Sonhei com Guimarães Rosa me mandando reler Grande Sertão: veredas dentro de abril, usando exatamente essas palavras. Achei bonita a ideia de estar dentro de um mês. É o abril mais estranho de todos os abris das nossas vidas e estamos dentro dele como se fosse o nome de uma caverna. Obedeci à ordem, claro, porque não estamos em condições de negligenciar recados confiáveis.

Ver o sonho como mensagem nunca foi novidade, mas a leitura do recente Oráculo da Noite, livro do neurocientista Sidarta Ribeiro, consegue ampliar a compreensão sobre o poder dos sonhos para muito além do nosso limitadíssimo campo de visão. As coisas estão sempre mais ocultas do que visíveis, principalmente dentro de cada um. O momento é o ideal para começar um Sonhário, o livro particular dos nossos sonhos.

**Linhas do conjunto de dados sobre onde os objetos aparecem**
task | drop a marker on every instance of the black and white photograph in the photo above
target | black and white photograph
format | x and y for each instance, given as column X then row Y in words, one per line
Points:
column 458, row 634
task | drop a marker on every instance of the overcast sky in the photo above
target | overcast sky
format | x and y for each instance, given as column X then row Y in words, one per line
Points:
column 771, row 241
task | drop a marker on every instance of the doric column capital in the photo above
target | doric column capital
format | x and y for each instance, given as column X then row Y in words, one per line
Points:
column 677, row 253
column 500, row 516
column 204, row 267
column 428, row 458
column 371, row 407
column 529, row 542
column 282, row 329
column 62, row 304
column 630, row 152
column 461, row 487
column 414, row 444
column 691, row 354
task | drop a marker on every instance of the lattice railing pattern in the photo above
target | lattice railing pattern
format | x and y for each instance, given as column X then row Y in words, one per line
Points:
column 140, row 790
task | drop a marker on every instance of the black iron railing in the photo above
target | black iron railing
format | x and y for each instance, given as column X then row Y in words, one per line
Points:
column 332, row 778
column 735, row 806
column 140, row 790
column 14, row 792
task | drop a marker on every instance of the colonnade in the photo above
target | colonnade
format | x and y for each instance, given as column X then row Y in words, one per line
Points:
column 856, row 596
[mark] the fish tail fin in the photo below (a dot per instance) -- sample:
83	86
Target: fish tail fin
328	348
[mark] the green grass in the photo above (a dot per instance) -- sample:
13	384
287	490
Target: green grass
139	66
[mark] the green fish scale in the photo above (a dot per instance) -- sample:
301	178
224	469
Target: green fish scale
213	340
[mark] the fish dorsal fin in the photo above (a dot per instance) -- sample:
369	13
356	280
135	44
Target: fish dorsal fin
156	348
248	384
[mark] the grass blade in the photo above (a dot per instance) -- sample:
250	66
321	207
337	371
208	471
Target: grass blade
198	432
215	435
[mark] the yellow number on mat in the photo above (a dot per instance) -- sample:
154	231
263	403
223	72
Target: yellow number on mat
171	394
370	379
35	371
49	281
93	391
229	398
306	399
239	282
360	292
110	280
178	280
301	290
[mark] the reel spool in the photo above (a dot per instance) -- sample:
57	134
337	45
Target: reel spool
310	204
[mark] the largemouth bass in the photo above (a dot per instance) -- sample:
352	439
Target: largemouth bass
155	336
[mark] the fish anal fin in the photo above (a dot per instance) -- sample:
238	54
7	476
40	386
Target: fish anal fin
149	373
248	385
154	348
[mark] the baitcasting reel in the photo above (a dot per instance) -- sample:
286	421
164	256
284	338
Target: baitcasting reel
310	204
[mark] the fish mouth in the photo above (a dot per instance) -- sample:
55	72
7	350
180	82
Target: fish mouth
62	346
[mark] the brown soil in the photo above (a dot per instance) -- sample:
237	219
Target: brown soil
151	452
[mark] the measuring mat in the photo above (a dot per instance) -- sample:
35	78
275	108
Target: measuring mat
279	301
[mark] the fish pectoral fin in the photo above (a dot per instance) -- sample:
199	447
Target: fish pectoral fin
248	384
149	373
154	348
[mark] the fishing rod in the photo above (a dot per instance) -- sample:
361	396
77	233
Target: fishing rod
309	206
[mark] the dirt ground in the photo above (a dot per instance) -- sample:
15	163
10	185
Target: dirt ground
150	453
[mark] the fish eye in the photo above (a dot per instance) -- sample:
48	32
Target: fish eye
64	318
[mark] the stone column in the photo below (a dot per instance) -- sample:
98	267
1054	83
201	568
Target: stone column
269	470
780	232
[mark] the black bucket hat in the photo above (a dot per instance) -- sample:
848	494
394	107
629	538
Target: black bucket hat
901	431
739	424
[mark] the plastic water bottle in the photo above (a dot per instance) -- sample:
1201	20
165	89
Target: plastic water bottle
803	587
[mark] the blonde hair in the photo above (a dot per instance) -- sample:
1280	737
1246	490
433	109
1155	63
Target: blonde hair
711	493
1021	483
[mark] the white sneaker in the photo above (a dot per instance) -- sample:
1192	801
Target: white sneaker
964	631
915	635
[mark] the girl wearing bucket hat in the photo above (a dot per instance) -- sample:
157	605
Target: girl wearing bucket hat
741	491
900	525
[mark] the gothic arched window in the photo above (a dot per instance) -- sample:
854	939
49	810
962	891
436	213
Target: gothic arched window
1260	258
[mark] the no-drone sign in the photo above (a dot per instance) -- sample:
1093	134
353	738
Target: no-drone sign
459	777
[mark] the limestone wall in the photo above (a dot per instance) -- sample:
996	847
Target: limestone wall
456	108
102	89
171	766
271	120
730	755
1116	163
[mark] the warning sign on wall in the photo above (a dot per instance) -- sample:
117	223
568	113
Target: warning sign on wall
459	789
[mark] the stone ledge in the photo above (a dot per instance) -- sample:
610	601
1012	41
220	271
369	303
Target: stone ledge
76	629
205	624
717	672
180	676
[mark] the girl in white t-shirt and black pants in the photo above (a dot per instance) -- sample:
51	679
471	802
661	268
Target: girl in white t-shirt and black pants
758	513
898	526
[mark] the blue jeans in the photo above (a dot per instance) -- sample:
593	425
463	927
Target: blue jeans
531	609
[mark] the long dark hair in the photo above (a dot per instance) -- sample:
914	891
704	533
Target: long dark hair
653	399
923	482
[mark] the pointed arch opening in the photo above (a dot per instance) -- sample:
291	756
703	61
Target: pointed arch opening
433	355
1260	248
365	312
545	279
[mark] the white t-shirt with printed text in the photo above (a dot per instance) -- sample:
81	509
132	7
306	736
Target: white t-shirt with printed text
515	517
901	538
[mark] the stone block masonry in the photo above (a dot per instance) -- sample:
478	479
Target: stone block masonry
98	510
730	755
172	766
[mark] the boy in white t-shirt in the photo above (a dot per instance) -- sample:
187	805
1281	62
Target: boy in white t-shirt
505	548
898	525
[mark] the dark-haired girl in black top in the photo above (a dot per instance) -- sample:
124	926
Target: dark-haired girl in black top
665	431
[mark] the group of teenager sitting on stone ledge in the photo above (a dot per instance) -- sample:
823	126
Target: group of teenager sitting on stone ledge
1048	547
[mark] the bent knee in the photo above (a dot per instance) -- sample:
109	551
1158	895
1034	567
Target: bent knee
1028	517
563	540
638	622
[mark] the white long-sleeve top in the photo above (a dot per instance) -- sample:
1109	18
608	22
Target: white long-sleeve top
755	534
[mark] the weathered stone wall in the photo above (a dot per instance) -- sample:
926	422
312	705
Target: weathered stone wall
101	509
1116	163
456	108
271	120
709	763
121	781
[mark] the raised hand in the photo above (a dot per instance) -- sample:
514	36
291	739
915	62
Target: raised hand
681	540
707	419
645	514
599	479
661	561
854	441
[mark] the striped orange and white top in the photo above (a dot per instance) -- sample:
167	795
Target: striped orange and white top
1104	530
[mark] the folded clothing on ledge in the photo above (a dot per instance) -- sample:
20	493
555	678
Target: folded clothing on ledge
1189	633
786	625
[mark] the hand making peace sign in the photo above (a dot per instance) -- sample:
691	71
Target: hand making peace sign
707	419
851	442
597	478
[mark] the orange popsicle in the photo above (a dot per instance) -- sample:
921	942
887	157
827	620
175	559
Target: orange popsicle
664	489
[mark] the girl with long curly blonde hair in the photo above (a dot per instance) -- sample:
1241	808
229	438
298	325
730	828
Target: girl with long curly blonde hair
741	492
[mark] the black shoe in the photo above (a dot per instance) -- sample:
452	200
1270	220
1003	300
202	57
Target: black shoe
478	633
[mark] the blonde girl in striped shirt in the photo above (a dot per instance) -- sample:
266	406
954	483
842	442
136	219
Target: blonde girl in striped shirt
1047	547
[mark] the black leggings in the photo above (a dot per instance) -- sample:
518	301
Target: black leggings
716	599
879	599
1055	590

**Ações a realizar**
1: Segundo o trecho, quem escreveu o livro Oráculo da Noite?
2: Copie fielmente a parte do trecho que começa nas palavras "Sonhei com Guimarães" e termina depois de "negligenciar recados confiáveis.".
As linhas não têm nenhum papel nesta atividade.

**Respostas às tarefas**
1: O neurocientista Sidarta Ribeiro.

2:
Sonhei com Guimarães Rosa me mandando reler Grande Sertão: veredas dentro de abril, usando exatamente essas palavras. Achei bonita a ideia de estar dentro de um mês. É o abril mais estranho de todos os abris das nossas vidas e estamos dentro dele como se fosse o nome de uma caverna. Obedeci à ordem, claro, porque não estamos em condições de negligenciar recados confiáveis.